▶ **Work to be completed**
Reproduce the passage of the expected-value minimization solution below, starting at "Using the hint, we" and ending at "each term separately.".

▶ **Selected extract**
If \(Y\) is a continuous random variable such that \(E\left[(Y-a)^{2}\right]<\infty\) for all \(a,\) show that \(E\left[(Y-a)^{2}\right]\) is minimized when \(a=E(Y) .[\) Hint: \(\left.E\left[(Y-a)^{2}\right]=E\left(\\{[Y-E(Y)]+[E(Y)-a]\\}^{2}\right) .\right]\)

Short Answer

Expert verified
The expression is minimized when \(a = E(Y)\).

Step by step solution

01

Express the variance formula

Using the hint, we rewrite the expression for mean squared error: \[ E[(Y-a)^2] = E\left(\{[Y-E(Y)]+[E(Y)-a]\}^{2}\right) \] This expands to: \[ E[(Y-a)^2] = E\left( (Y - E(Y))^2 + 2(Y-E(Y))(E(Y)-a) + (E(Y)-a)^2 \right) \]
02

Simplify using linearity of expectation

Due to the linearity of expectation, we can distribute the expectation operator: \[ E[(Y-a)^2] = E[(Y-E(Y))^2] + 2E\left((Y-E(Y))(E(Y)-a)\right) + E[(E(Y)-a)^2] \] Now we examine each term separately.

▶ **Data extract**

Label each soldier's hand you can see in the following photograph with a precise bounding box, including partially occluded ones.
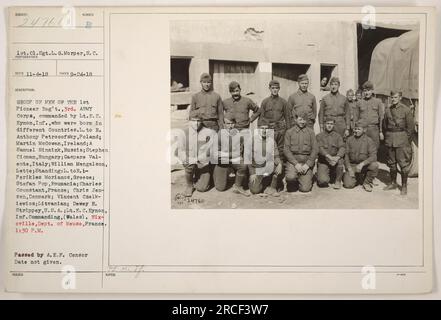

▶ **Complete answer**
Using the hint, we rewrite the expression for mean squared error: \[ E[(Y-a)^2] = E\left(\{[Y-E(Y)]+[E(Y)-a]\}^{2}\right) \] This expands to: \[ E[(Y-a)^2] = E\left( (Y - E(Y))^2 + 2(Y-E(Y))(E(Y)-a) + (E(Y)-a)^2 \right) \]
02

Simplify using linearity of expectation

Due to the linearity of expectation, we can distribute the expectation operator: \[ E[(Y-a)^2] = E[(Y-E(Y))^2] + 2E\left((Y-E(Y))(E(Y)-a)\right) + E[(E(Y)-a)^2] \] Now we examine each term separately.